According to the file-encoding excerpt, which endianness does plain UTF-16 currently use on AIX platforms?

→ **PAGE EXCERPT**
>> BEGIN

The optional left-argument X
is either
- a character vector that specifies the file-encoding as shown in the table below.
- a 256-element numeric vector that maps each possible byte value (0-255) to a Unicode code point (1st element = Unicode code point corresponding to byte value 0, and so on). ¯1 indicates that the corresponding byte value is not mapped to any character. Apart from ¯1, no value may appear in the table more than once.
Encoding | Description |
---|---|
UTF-8 |
The data is encoded as UTF-8 format. |
UTF-16LE |
The data is encoded as UTF-16 little-endian format. |
UTF-16BE |
The data is encoded as UTF-16 big-endian format. |
UTF-16 |
The data is encoded as UTF-16 with the endianness of the host system (currently BE on AIX platforms, LE on all others). |
UTF-32LE |
The data is encoded as UTF-32 little-endian format. |
UTF-32BE |
The data is encoded as UTF-32 big-endian format. |
UTF-32 |
The data is encoded as UTF-32 with the endianness of the host system (currently BE on AIX platforms, LE on all others). |
ASCII |
The data is encoded as 7-bit ASCII format. |
Windows-1252 |
The data is encoded as 8-bit Windows-1252 format. |
ANSI |
ANSI is a synonym of Windows-1252. |
The above UTF formats may be qualified with -BOM or -NOBOM (for example, UTF-8-BOM). See Write Text File.
Whether or not X
is specified, if the start of the file contains a recognised Byte Order Mark (BOM), the file is decoded according to the BOM. Otherwise, if X
is specified the file is decoded according to the value of X
. Otherwise, the file is examined to try to decide its encoding and is decoded accordingly.

>> END

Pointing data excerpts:
>> BEGIN

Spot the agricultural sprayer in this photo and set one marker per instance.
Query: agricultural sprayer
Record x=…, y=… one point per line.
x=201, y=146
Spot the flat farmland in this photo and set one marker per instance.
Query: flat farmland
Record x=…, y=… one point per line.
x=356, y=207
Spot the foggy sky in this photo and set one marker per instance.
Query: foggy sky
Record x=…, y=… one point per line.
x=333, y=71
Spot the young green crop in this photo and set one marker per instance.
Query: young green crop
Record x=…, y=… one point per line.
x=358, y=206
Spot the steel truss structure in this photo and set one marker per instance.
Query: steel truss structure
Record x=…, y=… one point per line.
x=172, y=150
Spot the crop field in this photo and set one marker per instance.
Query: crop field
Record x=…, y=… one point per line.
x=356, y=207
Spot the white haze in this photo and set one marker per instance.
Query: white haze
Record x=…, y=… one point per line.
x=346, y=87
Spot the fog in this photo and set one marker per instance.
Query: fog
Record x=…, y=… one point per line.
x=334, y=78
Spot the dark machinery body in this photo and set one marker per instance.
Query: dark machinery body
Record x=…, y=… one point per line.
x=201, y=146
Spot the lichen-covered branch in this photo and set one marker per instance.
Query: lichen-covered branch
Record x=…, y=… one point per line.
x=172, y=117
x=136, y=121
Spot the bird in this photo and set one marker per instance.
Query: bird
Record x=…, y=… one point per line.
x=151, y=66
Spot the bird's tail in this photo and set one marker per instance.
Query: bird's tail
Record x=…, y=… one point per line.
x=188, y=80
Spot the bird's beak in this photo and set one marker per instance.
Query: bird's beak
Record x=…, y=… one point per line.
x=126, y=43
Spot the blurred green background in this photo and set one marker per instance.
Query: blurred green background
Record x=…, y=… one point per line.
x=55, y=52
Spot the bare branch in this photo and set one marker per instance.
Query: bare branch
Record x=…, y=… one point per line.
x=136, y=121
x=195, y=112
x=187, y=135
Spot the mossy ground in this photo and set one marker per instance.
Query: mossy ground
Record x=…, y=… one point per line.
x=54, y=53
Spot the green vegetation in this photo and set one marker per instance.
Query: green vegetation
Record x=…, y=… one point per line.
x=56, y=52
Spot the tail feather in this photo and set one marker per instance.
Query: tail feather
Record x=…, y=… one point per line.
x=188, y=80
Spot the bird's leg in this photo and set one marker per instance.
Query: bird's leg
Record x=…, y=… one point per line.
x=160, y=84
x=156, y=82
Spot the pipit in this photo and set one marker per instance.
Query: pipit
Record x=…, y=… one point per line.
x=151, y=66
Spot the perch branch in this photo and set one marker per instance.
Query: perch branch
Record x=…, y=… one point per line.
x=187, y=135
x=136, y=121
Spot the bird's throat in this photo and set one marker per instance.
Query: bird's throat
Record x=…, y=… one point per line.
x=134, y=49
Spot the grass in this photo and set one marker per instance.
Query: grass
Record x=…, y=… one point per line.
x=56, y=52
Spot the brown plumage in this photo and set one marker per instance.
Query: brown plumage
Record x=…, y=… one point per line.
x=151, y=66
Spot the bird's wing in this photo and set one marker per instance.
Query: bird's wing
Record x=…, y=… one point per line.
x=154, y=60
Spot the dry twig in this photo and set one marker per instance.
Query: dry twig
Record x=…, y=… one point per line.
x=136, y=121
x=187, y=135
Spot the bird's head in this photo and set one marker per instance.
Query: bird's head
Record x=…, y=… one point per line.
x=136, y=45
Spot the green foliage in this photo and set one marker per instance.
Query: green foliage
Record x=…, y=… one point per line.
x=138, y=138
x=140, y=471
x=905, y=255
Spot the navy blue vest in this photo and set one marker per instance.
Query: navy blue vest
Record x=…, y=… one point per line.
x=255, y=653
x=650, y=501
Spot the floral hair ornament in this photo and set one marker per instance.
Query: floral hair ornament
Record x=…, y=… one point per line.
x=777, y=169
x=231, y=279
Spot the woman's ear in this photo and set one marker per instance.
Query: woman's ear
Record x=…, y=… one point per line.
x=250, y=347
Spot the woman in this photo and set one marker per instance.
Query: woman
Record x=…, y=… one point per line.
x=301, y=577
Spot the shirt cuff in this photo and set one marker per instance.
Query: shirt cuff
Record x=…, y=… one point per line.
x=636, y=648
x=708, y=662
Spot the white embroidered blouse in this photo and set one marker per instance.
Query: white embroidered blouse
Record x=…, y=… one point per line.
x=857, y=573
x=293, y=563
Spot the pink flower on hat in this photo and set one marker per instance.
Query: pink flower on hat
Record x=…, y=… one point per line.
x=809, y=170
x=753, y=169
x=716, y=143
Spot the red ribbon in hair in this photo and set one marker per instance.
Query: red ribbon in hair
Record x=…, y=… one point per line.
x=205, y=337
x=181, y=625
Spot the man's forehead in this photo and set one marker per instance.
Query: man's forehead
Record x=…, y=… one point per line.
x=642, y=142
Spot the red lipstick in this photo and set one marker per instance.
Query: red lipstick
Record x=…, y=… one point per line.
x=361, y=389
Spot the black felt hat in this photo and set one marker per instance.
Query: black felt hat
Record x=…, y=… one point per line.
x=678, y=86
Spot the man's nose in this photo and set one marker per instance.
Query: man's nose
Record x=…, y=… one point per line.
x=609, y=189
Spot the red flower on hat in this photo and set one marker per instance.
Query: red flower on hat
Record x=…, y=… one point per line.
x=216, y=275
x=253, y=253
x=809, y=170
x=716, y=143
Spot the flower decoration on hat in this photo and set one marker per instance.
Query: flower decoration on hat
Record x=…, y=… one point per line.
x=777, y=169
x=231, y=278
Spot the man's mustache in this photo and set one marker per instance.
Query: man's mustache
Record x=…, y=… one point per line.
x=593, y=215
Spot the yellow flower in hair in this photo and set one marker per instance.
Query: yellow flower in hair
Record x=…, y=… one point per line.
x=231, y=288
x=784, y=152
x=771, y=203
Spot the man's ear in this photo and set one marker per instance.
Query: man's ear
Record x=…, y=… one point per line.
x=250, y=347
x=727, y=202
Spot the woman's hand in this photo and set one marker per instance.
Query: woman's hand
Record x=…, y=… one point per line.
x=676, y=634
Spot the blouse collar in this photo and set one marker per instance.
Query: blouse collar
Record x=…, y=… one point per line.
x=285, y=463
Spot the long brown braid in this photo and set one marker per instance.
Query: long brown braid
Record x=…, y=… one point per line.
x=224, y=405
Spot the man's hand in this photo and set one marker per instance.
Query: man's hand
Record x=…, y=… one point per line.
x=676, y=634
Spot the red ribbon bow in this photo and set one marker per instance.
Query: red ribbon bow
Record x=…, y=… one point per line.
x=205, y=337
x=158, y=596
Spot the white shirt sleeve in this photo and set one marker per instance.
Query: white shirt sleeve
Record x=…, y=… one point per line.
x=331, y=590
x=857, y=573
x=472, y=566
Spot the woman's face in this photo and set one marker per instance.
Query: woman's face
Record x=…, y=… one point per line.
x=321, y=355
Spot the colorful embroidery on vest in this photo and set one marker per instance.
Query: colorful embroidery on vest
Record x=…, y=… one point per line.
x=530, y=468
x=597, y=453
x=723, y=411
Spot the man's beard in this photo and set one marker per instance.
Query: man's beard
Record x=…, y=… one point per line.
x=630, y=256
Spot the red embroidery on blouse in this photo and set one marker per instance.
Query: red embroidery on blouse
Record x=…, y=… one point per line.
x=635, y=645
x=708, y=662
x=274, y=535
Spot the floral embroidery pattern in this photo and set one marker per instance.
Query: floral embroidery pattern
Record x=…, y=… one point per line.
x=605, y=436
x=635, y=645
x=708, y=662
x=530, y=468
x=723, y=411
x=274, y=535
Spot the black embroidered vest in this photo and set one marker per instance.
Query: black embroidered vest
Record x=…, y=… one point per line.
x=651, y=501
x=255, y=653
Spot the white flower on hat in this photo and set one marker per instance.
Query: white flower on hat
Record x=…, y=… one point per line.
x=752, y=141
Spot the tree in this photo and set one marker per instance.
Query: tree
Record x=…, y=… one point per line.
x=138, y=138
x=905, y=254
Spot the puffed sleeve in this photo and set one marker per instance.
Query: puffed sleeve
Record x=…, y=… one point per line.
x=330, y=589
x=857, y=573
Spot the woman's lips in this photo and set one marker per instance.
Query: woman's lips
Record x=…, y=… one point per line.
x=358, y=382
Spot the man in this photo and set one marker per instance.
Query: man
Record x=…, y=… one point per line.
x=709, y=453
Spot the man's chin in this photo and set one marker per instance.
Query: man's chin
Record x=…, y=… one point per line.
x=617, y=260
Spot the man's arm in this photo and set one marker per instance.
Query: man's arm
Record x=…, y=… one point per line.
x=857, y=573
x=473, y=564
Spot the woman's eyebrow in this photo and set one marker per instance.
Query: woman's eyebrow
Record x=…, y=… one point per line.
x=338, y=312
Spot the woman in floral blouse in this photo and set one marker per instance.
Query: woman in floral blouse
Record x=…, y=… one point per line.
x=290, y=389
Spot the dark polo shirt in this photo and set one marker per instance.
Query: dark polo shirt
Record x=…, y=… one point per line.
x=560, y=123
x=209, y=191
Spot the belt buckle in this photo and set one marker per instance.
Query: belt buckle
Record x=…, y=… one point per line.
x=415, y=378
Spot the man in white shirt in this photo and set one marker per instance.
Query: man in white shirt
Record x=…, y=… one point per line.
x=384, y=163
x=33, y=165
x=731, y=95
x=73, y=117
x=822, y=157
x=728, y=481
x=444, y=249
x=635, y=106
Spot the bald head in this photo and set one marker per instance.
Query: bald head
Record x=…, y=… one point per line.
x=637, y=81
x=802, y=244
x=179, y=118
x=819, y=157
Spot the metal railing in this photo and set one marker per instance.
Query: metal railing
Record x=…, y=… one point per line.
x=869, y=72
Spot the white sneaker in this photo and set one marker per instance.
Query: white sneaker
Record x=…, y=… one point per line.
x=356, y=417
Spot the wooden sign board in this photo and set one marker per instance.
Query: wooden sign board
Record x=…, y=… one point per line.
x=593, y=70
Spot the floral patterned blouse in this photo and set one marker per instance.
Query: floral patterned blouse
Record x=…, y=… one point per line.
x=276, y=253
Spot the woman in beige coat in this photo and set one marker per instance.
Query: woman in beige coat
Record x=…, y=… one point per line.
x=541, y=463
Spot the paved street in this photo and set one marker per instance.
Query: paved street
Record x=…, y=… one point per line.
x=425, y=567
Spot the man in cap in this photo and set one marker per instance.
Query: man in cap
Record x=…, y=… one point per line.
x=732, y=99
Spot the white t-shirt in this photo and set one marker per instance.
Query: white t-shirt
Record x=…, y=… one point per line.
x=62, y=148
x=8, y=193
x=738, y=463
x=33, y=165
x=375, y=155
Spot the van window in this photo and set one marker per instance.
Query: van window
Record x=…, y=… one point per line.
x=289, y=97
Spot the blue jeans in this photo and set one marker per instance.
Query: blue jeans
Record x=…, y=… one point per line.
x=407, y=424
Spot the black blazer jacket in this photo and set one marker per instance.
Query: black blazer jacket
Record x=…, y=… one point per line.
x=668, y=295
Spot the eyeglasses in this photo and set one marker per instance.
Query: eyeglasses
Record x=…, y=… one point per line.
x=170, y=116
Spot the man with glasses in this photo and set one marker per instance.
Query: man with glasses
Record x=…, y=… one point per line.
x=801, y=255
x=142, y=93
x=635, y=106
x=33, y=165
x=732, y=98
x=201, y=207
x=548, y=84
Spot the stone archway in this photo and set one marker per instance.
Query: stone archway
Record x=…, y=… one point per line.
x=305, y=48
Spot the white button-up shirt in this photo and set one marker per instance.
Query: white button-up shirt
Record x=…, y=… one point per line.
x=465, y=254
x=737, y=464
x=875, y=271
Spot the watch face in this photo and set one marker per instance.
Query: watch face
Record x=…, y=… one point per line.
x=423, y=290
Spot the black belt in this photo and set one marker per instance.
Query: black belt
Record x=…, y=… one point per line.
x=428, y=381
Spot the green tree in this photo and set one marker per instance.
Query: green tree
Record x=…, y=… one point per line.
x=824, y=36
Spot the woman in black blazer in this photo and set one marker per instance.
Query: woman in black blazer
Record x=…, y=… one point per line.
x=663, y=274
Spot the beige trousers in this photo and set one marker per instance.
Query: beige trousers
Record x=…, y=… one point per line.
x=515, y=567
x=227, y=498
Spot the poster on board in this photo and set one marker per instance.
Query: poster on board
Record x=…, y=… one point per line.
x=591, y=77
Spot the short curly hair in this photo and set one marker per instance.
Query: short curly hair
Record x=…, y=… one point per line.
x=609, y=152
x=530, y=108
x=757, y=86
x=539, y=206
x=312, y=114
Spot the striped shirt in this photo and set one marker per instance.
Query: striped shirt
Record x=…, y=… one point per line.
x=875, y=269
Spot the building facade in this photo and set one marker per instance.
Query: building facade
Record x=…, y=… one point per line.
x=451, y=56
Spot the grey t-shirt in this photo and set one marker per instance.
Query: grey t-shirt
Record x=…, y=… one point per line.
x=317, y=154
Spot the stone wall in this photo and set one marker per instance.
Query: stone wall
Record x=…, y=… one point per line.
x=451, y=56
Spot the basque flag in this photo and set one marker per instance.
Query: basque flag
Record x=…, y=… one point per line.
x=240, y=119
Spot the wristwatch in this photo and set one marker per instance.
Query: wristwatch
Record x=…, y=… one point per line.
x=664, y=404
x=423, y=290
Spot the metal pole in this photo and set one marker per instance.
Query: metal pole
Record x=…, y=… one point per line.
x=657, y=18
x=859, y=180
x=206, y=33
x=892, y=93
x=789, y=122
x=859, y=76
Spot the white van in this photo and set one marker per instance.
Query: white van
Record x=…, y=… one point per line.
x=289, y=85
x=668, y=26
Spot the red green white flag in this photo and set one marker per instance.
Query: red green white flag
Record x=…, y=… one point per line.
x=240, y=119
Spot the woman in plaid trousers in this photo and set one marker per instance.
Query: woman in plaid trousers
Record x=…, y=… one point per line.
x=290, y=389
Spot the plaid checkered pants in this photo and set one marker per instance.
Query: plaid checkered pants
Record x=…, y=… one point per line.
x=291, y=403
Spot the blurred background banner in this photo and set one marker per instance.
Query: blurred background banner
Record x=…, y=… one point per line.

>> END

→ **EXERCISE SOLUTION**
Big-endian (BE).